Can you give every line of the items below as a JSON list of strings, one string per line, with blank lines and the pictures left out?

** Start DATA SHOWN **

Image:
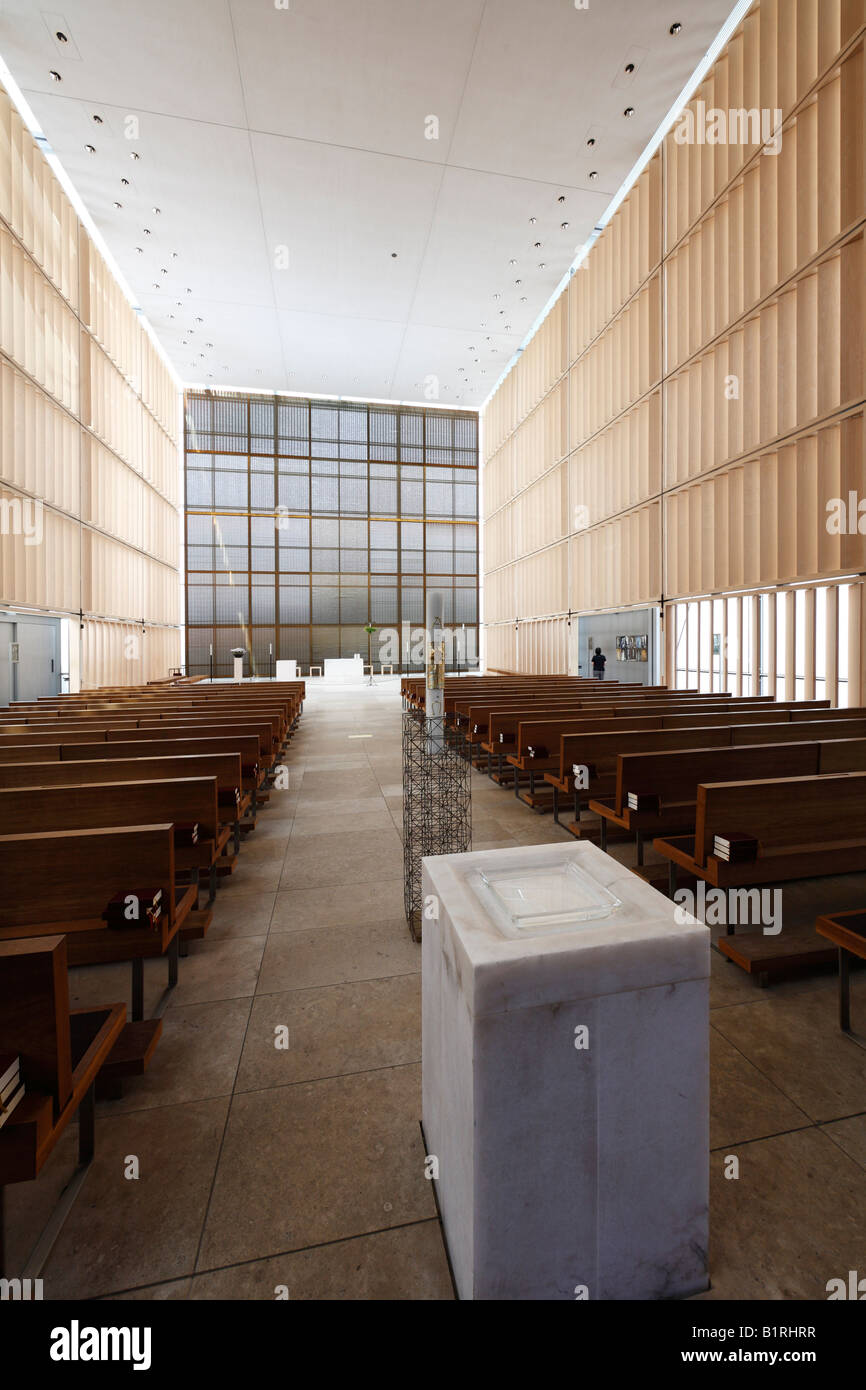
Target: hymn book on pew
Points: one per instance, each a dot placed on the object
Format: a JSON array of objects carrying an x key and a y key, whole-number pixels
[
  {"x": 11, "y": 1086},
  {"x": 128, "y": 909},
  {"x": 736, "y": 848},
  {"x": 644, "y": 801}
]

** End DATA SHOWN **

## SOLVED PROBLEM
[
  "Image:",
  "Target: hymn book on pew",
  "Points: one per instance, each a dot placed on the object",
  "Format: a JSON array of objects carrying an x key and a y key, whole-number pixels",
  "[",
  "  {\"x\": 11, \"y\": 1086},",
  "  {\"x\": 128, \"y\": 909},",
  "  {\"x\": 736, \"y\": 848},",
  "  {\"x\": 644, \"y\": 801}",
  "]"
]